## TO DO:
The job is to find each line in the entries holding the string "below" and copy that line.
(AVAILABLE DATA Opens)
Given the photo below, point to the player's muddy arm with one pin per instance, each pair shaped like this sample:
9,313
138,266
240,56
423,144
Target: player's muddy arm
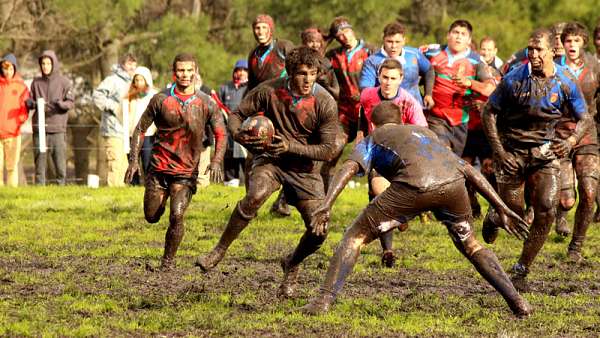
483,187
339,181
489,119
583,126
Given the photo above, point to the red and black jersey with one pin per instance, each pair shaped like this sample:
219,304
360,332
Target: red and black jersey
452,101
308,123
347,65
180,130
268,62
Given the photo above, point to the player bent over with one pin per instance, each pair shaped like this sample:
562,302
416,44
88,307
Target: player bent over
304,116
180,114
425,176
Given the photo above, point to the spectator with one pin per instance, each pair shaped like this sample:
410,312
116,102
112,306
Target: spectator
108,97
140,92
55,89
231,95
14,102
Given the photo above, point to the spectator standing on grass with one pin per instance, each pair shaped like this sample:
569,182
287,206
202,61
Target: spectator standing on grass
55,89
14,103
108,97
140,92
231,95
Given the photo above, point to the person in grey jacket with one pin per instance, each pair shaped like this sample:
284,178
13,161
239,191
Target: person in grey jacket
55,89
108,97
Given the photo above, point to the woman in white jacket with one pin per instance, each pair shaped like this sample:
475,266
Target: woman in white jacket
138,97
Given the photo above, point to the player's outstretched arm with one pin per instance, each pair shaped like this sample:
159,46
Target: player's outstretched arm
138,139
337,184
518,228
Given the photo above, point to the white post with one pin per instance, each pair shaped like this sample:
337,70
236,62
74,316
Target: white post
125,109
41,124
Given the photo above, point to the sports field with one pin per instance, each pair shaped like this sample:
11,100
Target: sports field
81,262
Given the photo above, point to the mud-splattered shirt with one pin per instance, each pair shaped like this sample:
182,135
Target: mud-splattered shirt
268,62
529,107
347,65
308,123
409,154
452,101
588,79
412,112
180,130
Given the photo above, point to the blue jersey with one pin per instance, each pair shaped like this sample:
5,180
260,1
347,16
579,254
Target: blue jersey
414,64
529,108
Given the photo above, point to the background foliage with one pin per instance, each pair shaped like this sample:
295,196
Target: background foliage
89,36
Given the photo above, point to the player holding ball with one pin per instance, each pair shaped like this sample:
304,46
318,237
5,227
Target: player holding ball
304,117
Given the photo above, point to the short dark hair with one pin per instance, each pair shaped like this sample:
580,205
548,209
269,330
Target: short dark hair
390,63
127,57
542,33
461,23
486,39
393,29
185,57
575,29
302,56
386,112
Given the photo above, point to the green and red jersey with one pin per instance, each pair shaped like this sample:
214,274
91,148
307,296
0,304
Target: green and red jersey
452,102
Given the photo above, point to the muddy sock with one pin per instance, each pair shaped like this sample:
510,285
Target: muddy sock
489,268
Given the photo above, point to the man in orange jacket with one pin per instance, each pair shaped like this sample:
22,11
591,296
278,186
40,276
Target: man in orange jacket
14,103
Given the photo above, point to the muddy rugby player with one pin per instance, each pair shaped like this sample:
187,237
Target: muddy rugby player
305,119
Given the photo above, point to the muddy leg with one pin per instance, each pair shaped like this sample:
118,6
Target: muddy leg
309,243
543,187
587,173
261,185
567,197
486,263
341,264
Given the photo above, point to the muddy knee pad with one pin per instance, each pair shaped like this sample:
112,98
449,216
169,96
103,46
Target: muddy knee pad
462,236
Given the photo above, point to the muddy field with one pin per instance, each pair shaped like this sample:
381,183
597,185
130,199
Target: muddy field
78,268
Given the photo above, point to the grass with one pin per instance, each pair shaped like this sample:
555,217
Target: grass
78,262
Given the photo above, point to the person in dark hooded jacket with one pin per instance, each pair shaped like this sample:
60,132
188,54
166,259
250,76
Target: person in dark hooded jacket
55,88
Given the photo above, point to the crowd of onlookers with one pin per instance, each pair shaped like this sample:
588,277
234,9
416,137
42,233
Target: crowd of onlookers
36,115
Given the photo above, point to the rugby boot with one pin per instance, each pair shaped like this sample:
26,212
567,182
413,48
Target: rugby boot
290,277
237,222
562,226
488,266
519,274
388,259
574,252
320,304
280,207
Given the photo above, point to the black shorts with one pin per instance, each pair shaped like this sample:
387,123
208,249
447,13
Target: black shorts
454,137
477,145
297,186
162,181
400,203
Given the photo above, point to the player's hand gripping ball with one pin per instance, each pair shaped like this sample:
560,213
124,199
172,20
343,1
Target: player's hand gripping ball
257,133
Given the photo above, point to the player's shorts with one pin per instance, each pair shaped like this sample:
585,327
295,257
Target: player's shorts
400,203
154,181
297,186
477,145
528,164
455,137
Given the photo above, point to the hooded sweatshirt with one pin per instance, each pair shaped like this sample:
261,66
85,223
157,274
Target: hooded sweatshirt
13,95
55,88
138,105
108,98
(AVAILABLE DATA Closes)
(AVAILABLE DATA Opens)
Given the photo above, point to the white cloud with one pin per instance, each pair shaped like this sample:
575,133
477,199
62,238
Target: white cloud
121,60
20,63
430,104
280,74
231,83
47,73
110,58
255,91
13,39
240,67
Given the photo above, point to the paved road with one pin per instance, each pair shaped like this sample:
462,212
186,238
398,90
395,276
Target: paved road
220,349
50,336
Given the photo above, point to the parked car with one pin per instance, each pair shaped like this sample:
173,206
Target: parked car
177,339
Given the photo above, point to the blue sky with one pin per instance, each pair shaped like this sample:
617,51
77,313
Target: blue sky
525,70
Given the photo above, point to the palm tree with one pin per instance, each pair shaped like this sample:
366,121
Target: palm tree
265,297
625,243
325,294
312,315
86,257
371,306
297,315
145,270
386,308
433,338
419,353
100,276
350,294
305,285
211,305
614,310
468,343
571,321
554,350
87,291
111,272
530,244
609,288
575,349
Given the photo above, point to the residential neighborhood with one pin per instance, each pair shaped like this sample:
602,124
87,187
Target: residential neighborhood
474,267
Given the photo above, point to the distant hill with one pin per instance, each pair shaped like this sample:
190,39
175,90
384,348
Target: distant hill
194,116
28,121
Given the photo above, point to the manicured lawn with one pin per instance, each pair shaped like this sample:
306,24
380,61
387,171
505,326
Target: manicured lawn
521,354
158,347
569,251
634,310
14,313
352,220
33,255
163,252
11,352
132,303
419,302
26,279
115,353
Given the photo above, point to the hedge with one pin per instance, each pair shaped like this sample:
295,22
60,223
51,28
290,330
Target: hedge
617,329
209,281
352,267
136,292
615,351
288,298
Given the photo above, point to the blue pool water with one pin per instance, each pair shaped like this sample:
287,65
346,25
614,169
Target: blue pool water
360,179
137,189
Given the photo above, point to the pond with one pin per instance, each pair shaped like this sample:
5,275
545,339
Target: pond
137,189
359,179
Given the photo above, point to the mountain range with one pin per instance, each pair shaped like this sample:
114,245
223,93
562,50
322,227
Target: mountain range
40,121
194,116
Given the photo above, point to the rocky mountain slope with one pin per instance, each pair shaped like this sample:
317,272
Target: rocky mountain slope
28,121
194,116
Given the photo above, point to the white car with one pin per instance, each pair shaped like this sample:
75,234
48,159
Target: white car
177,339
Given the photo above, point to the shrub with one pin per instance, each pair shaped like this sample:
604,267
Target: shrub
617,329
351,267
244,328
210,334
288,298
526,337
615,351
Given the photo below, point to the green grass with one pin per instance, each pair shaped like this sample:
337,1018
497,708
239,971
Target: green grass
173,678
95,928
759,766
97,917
(AVAILABLE DATA Closes)
(AVAILABLE DATA Opens)
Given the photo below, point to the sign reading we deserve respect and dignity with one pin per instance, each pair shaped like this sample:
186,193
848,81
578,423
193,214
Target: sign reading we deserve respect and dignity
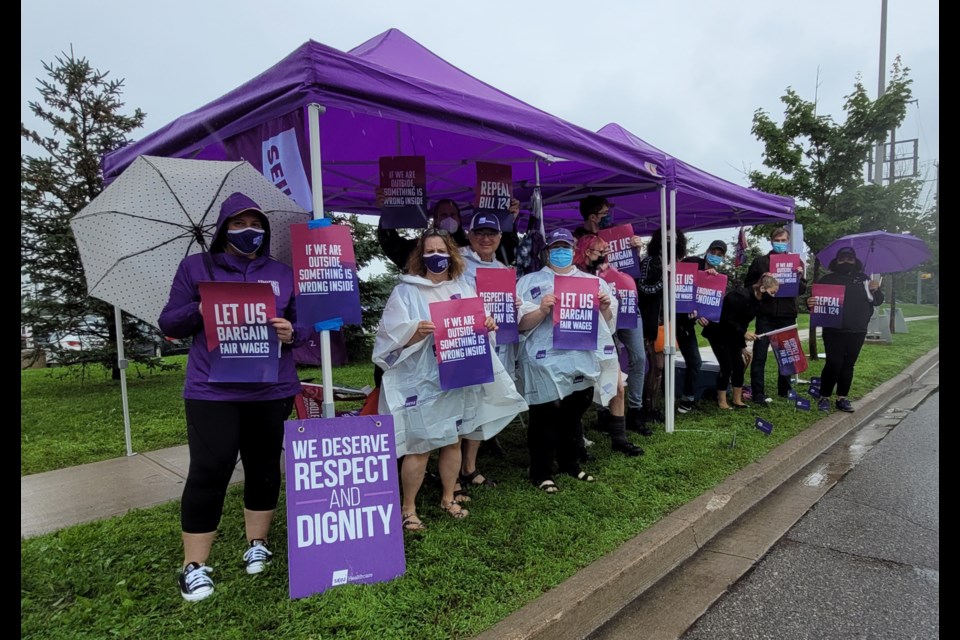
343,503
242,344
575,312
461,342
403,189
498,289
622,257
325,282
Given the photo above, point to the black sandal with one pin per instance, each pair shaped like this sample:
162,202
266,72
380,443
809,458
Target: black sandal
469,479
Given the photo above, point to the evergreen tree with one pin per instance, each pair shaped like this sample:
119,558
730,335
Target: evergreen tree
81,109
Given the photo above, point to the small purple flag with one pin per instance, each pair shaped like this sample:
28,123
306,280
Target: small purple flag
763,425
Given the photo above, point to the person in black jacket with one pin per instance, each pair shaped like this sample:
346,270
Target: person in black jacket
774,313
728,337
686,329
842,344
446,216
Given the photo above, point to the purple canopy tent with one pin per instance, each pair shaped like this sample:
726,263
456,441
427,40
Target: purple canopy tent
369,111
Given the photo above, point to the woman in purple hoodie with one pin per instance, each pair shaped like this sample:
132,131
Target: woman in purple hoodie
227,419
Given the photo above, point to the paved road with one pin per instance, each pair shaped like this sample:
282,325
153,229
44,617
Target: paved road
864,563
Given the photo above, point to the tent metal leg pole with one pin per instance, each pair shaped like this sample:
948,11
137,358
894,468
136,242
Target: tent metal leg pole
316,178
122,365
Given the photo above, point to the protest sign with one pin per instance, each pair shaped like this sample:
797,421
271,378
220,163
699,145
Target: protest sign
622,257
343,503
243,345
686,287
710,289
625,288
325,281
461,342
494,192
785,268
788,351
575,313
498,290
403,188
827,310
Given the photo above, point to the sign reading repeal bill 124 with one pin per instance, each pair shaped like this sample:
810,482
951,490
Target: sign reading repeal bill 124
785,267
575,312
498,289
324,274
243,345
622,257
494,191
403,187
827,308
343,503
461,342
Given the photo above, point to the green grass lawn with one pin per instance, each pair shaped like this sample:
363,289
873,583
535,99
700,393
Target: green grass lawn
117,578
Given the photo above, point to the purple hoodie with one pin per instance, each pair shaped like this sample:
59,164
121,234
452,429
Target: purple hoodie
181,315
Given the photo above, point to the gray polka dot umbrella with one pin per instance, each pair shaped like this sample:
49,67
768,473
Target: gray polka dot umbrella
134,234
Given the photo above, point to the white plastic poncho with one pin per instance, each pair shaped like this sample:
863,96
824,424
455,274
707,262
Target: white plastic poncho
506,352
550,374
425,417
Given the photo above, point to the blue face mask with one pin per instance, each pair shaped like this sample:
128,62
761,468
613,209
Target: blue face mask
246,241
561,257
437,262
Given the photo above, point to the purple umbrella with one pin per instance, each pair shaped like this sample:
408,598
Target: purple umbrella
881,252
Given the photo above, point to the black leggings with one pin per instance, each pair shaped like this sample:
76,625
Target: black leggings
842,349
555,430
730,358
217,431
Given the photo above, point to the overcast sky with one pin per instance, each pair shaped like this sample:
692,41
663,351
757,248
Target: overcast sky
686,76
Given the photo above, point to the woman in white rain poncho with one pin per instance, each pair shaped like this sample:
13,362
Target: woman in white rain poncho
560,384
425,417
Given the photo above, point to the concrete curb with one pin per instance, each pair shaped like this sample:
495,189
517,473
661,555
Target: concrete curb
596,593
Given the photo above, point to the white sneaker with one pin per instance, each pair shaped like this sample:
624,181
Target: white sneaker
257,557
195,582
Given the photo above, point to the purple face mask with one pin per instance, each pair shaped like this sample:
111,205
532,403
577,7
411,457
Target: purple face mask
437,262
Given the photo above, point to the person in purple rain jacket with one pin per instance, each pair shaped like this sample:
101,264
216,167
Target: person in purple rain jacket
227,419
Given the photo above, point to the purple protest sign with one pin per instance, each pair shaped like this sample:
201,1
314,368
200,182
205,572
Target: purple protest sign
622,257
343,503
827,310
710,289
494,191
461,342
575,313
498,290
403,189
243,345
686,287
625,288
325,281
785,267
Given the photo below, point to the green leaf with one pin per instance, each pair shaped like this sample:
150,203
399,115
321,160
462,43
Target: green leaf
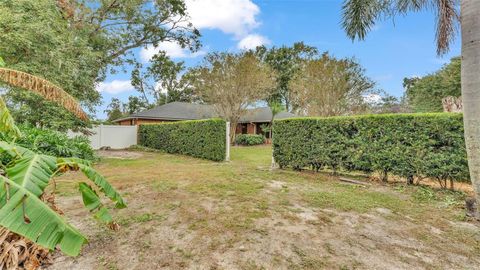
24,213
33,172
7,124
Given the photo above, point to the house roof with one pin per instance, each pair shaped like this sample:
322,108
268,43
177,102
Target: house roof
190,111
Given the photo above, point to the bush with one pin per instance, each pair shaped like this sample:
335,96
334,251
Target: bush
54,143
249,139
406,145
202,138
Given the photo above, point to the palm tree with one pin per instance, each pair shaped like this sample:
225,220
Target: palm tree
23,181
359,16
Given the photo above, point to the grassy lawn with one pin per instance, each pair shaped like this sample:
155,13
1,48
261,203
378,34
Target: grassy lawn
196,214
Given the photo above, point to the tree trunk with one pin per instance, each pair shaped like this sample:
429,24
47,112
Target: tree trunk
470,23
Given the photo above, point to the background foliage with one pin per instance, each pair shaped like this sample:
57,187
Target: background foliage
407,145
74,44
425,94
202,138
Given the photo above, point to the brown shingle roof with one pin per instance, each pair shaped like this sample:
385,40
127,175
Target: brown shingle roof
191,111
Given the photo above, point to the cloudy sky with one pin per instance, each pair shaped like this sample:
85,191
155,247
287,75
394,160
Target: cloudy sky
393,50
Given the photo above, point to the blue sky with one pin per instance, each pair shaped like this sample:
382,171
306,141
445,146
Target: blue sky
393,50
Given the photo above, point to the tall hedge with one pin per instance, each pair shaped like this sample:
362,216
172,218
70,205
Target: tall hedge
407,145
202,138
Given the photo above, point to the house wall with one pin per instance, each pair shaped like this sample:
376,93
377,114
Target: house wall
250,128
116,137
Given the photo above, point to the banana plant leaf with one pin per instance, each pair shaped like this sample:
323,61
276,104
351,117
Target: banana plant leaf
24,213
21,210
(AVAILABLE DATA Closes)
## TASK OUTPUT:
Given the photo below, point to the player's muddy arm with one pin per instance, each pair shaped like this sample:
Given the photo below, point to the green grass with one pin per instance, each pair shaped like this sample:
Given the photo below, point to the sign reading we deserve respect and dignity with one pin per instance, each pair shaped like this sample:
Given the photo below, point to the green leaf with one pin per instance, each pair shaped like this sample:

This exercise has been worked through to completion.